**WHAT YOU ARE ASKED TO DO**
Print word for word the records from the line containing "of the rocky" through the end.
Top of MATERIAL SUPPLIED
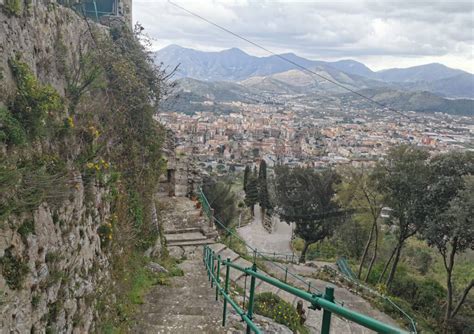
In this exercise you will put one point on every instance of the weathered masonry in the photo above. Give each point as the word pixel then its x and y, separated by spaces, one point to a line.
pixel 102 9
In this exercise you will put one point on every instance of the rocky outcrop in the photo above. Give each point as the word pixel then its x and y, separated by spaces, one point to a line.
pixel 183 176
pixel 62 262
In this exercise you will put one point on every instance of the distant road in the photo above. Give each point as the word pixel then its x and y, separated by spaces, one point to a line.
pixel 256 235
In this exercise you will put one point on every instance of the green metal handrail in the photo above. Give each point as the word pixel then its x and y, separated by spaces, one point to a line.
pixel 208 210
pixel 317 301
pixel 347 272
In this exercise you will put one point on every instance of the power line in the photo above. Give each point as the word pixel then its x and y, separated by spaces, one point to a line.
pixel 301 67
Bottom of MATERIAL SUPPLIED
**RESULT**
In this exercise you will put one point on every instance of the rocky outcrop in the photo above. Give each point as the word pixel then its x and y, separated by spaces, one point to a line.
pixel 183 176
pixel 62 262
In this exercise you will put one point on every instance of the distant road in the photo above. Give each point as the word pixel then its x and y, separated by spaces, one point to a line.
pixel 256 235
In this exercise you will put one point on every instance of the green metal handrail in the photo above. Give each point as the word pixel then its x and y, separated by spaces, one point to a line.
pixel 208 210
pixel 317 301
pixel 347 272
In this exercise you will put one point on every instance of the power line in the photo above. Give each point as the word pixel then its x and y, separated by spaces, one point to a line.
pixel 301 67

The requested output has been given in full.